- What the task requires -
Repeat the material exactly, leaving nothing out.

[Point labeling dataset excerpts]
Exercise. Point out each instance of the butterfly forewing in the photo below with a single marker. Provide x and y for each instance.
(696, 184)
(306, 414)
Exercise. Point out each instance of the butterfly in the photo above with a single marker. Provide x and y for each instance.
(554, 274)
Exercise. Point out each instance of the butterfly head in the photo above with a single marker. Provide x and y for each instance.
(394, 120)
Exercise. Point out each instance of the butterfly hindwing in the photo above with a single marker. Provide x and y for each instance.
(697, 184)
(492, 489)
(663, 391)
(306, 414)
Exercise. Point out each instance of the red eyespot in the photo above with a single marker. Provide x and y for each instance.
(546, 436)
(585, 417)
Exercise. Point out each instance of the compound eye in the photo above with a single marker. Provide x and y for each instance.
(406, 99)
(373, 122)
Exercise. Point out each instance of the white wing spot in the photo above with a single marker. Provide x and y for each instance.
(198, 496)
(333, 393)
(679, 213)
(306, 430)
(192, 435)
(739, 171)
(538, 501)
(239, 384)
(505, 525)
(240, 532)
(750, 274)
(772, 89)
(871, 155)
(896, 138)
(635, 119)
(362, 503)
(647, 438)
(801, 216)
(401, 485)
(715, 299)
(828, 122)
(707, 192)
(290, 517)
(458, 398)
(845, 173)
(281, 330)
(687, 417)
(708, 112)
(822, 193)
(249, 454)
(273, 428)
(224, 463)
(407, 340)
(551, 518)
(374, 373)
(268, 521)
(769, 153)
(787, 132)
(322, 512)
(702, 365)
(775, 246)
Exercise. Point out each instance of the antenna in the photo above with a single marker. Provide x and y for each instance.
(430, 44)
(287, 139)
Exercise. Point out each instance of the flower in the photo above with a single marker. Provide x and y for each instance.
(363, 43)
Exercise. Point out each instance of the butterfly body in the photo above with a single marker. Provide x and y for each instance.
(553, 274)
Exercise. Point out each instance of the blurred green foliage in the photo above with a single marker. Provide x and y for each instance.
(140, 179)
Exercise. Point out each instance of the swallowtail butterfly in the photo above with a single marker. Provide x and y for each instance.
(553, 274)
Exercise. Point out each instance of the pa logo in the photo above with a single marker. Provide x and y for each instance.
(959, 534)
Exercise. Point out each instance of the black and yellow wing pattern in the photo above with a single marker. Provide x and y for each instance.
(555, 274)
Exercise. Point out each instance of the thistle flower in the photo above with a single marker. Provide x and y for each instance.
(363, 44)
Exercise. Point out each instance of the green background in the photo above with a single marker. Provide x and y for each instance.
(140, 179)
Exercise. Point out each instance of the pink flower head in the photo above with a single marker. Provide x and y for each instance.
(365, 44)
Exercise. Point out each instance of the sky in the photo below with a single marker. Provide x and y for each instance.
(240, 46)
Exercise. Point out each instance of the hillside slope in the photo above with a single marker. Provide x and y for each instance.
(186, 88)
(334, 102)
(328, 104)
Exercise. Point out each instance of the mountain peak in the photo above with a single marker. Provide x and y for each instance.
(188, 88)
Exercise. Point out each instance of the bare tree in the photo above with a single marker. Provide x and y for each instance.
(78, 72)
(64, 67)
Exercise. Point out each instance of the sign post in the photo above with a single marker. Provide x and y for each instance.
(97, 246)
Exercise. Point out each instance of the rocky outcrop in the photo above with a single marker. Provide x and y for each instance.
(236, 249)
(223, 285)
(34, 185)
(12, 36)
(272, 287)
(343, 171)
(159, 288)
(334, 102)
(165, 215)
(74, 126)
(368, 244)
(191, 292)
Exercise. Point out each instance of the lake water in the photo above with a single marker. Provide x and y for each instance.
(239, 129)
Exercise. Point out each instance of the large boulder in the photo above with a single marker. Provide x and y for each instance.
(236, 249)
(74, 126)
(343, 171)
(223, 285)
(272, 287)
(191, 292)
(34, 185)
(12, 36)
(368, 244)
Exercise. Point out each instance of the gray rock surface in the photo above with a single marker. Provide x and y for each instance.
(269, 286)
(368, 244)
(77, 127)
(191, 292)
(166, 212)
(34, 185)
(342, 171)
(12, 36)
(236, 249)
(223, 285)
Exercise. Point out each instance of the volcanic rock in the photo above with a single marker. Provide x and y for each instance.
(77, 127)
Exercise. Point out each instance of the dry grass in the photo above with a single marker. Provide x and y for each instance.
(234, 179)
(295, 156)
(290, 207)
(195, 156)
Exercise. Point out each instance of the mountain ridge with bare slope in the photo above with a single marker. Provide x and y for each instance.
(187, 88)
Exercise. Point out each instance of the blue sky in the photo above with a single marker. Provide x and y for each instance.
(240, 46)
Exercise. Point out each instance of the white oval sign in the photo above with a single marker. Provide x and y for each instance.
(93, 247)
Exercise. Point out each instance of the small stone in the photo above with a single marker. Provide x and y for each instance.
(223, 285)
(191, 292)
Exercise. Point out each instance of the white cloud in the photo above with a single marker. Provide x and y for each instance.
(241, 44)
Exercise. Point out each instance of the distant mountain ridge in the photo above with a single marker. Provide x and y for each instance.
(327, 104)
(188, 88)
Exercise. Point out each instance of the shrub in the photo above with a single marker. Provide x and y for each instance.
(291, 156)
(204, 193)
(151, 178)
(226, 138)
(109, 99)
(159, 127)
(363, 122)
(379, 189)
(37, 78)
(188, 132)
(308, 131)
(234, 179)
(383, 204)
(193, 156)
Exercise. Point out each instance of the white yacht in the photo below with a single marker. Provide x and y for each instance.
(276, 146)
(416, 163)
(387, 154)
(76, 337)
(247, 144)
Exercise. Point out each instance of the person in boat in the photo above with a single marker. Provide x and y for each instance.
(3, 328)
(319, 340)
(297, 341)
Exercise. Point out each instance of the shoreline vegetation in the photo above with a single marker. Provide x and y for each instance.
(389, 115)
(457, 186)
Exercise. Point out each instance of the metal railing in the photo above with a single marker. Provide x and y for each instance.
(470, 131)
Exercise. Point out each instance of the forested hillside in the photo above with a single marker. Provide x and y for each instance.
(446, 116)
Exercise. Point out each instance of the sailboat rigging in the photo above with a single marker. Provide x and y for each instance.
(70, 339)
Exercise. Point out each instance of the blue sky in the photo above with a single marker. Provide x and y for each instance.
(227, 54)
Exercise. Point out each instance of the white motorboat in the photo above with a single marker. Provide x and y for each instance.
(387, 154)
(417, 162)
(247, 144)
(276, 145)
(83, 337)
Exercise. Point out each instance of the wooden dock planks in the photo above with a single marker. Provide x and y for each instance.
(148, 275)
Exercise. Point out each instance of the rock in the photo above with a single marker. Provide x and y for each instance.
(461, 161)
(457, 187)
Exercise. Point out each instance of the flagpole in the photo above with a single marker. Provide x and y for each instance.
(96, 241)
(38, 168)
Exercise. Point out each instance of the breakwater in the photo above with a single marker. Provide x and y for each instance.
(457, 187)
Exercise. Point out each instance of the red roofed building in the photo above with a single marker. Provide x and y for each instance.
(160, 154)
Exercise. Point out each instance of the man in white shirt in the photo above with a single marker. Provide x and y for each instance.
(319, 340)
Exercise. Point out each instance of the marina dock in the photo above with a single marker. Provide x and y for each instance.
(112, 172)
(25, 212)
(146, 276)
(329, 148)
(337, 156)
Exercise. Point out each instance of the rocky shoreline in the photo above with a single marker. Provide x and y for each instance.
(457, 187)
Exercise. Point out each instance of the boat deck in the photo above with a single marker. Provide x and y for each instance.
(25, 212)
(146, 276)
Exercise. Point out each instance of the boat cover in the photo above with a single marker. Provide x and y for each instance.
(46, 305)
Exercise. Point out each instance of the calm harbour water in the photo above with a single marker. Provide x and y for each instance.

- Result of this task -
Exercise. Point out each instance of the butterfly forewing in the photo below with a single marker. Provide x and y for each instance.
(696, 184)
(306, 414)
Exercise. Point out each instance of the butterfly in the photo above with a single marker. Provide x and y for each instance.
(554, 274)
Exercise. Point out each instance of the butterfly head in the photo above with a single marker. Provide x and y for each instance.
(394, 120)
Exercise. Point out each instance of the butterfly hindwing in the photo above with a single marker. Provide x and y for each instance.
(697, 184)
(492, 489)
(663, 391)
(306, 414)
Exercise. Point out each instance of the red eyespot in the photo above with a single marker. Provide x and y for each instance.
(546, 436)
(585, 417)
Exercise. Point out each instance of the compound eye in the photo above with a single marker. Provide x and y for each instance.
(406, 99)
(373, 122)
Exercise. Point out each instance of the white wing spot in the photo above with a single marker. Provide x and y for each instance.
(198, 496)
(333, 393)
(679, 213)
(306, 430)
(192, 435)
(739, 171)
(538, 501)
(239, 384)
(505, 525)
(240, 532)
(750, 274)
(772, 89)
(871, 155)
(896, 138)
(635, 119)
(362, 503)
(647, 438)
(801, 216)
(401, 485)
(715, 299)
(828, 122)
(707, 192)
(290, 517)
(458, 398)
(845, 173)
(281, 330)
(687, 417)
(708, 112)
(822, 193)
(249, 454)
(273, 428)
(224, 463)
(407, 340)
(551, 518)
(374, 373)
(268, 521)
(769, 153)
(787, 132)
(322, 512)
(702, 365)
(775, 246)
Exercise. Point out each instance of the antenna in the photo above with a single marker. Provide x and y for each instance.
(430, 44)
(287, 139)
Exercise. Point out each instance of the flower in the photo above with a single marker. Provide x and y for each instance.
(363, 43)
Exercise. Point out each instance of the butterfly body in the photo above with a single marker. Provide x and y for each instance.
(553, 274)
Exercise. Point out each instance of the blurred green foliage in the photo above with a single marker. Provide x and y for each instance.
(140, 179)
Exercise. Point out each instance of the swallowtail butterfly in the photo above with a single marker. Provide x and y for each instance.
(553, 274)
Exercise. Point out each instance of the pa logo in the photo above with a single marker. Provide x and y for each instance.
(959, 534)
Exercise. Point out each instance of the black and yellow wing pattern in the photo above with a single marker. Provide x and y for each instance.
(555, 274)
Exercise. Point out each instance of the thistle flower in the photo above with a single marker. Provide x and y for each instance.
(363, 44)
Exercise. Point out each instance of the green background in the photo above with a single marker. Provide x and y for each instance.
(140, 179)
Exercise. Point out each instance of the pink flower head in the photo above with a single marker. Provide x and y for each instance.
(365, 44)
Exercise. Point out each instance of the sky in the photo below with a single marker. Provide x and y for each instance.
(240, 46)
Exercise. Point out each instance of the hillside slope in the photo above with a single marker. Provide x and y for each instance.
(186, 88)
(334, 102)
(328, 104)
Exercise. Point out each instance of the mountain peak in the photo above with a single marker. Provide x and y for each instance.
(188, 88)
Exercise. Point out each instance of the bare tree in the photo above with a single marker. Provide x and y for each instance.
(78, 72)
(64, 67)
Exercise. Point out each instance of the sign post in the photo above with a single marker. Provide x and y for each instance.
(97, 246)
Exercise. Point out each instance of the rocky outcrop in the photo above with a single marker. Provide x and y for each instance.
(236, 249)
(223, 285)
(34, 185)
(12, 36)
(272, 287)
(343, 171)
(159, 288)
(334, 102)
(165, 215)
(74, 126)
(368, 244)
(191, 292)
Exercise. Point out each instance of the lake water in the photo above with a single marker. Provide x and y for each instance.
(239, 129)
Exercise. Point out each instance of the large boulder in the photo above with a single marker. Provide x and y for each instance.
(236, 249)
(74, 126)
(343, 171)
(223, 285)
(272, 287)
(191, 292)
(34, 185)
(12, 36)
(368, 244)
Exercise. Point out each instance of the gray rock surface in the photo above with a single marker. Provide x and y for each instance.
(269, 286)
(368, 244)
(77, 127)
(191, 292)
(166, 212)
(34, 185)
(342, 171)
(12, 36)
(236, 249)
(223, 285)
Exercise. Point out each instance of the volcanic rock in the photo above with a single marker. Provide x and y for each instance.
(77, 127)
Exercise. Point out each instance of the dry grass in the photo above with a single marker. Provide x and y for each instance.
(234, 179)
(295, 156)
(290, 207)
(195, 156)
Exercise. Point out each instance of the mountain ridge with bare slope in the photo above with a single marker. Provide x and y for each instance.
(187, 88)
Exercise. Point out each instance of the blue sky in the photo above with a single marker. Provide x and y for each instance.
(240, 46)
Exercise. Point out each instance of the white oval sign in the photo above with a single marker. Provide x and y for each instance.
(93, 247)
Exercise. Point out each instance of the small stone in the photo above with a single marker. Provide x and y for each instance.
(223, 285)
(191, 292)
Exercise. Point out each instance of the white cloud in the photo above with a single marker. Provide x and y for each instance.
(241, 44)
Exercise. Point out each instance of the distant mountain ridge in the photo above with a single marker. Provide x and y for each instance.
(327, 104)
(188, 88)
Exercise. Point out each instance of the shrub in the photo above with a single marker. Provide x and y for each instance.
(291, 156)
(204, 193)
(151, 178)
(226, 138)
(109, 99)
(159, 127)
(363, 122)
(379, 189)
(37, 78)
(188, 132)
(308, 131)
(234, 179)
(383, 204)
(193, 156)
Exercise. Point out each instance of the white yacht in the photo below with a single marker. Provide x and y for each instance.
(276, 146)
(416, 163)
(387, 154)
(76, 337)
(247, 144)
Exercise. Point out each instance of the person in boat in the photo above with a single marker. Provide x and y for each instance.
(3, 328)
(319, 340)
(297, 341)
Exercise. Point out each instance of the shoreline vegetation in the photo above with a single marker. Provide x and y for each instance.
(389, 115)
(457, 186)
Exercise. Point out each instance of the metal railing in the photo above with a single marker. Provide x and y for each instance.
(470, 131)
Exercise. Point out each instance of the forested hillside in the photo above with a single marker. Provide x and y for each instance.
(446, 116)
Exercise. Point out each instance of the sailboat rigging in the photo above with a single marker. Provide x and y for each instance.
(70, 339)
Exercise. Point out each instance of the blue sky in the photo above with a single marker. Provide x and y for each instance.
(227, 54)
Exercise. Point out each instance of the white motorboat in the photo above with a single marker. Provide x and y for each instance.
(387, 154)
(417, 162)
(247, 144)
(276, 145)
(83, 337)
Exercise. Point out each instance of the wooden dock planks in the photo above with a single marker. Provide x and y for each instance.
(148, 275)
Exercise. Point out each instance of the rock in the photo above with a single marker. Provide x and y for each instance.
(461, 161)
(457, 187)
Exercise. Point out each instance of the flagpole in the photo above with a single marker. Provide x and y for each instance.
(96, 241)
(38, 168)
Exercise. Point out each instance of the breakwater in the photo above with a single marker. Provide x and y for each instance.
(457, 187)
Exercise. Point out each instance of the red roofed building in the photo above with a single marker. Provide x and y for each instance.
(160, 154)
Exercise. Point out each instance of the man in white shirt in the photo above with a single marker. Provide x and y for each instance.
(319, 340)
Exercise. Point out each instance of the marina dock in the photo above with a single marker. Provide x and y for each instance.
(112, 172)
(25, 212)
(146, 276)
(329, 148)
(337, 156)
Exercise. Point out each instance of the rocky shoreline in the photo above with a single marker. Provide x and y for each instance.
(457, 187)
Exercise. Point out each instance of the boat deck in the photo above with a single marker. Provide x and y for each instance.
(25, 212)
(146, 276)
Exercise. Point out each instance of the boat cover in the photo above with a single marker. Provide x and y for each instance.
(46, 305)
Exercise. Point out each instance of the calm harbour water in the photo above with a single marker. Provide x and y for each instance.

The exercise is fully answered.